Line by line, give the data again exactly as it appears, but without pictures.
Start of DATA TO PROCESS
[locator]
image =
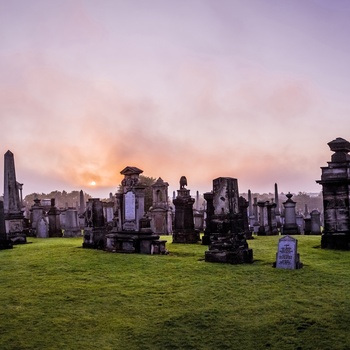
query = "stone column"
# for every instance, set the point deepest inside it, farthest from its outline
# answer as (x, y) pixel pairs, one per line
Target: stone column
(315, 222)
(290, 226)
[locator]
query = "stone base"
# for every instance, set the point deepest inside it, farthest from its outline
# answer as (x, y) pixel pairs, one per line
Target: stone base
(136, 242)
(290, 229)
(72, 233)
(206, 239)
(339, 241)
(186, 237)
(239, 256)
(19, 238)
(94, 238)
(6, 244)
End of DATA TO PROCESS
SOLUTION TO THIS EXERCISE >>
[locator]
image =
query = "stone column"
# for every instance, set the point deepest inside it, farthest from its outline
# answer as (x, y) pixel pairs, one per line
Target: stone column
(315, 222)
(290, 226)
[locator]
query = "stone base"
# for every instance, set the point deepest inside it, farthest from its outline
# answer as (x, y) pixel pairs, one per line
Target: stone base
(136, 242)
(290, 229)
(72, 233)
(206, 239)
(339, 241)
(186, 237)
(239, 256)
(19, 238)
(94, 238)
(6, 244)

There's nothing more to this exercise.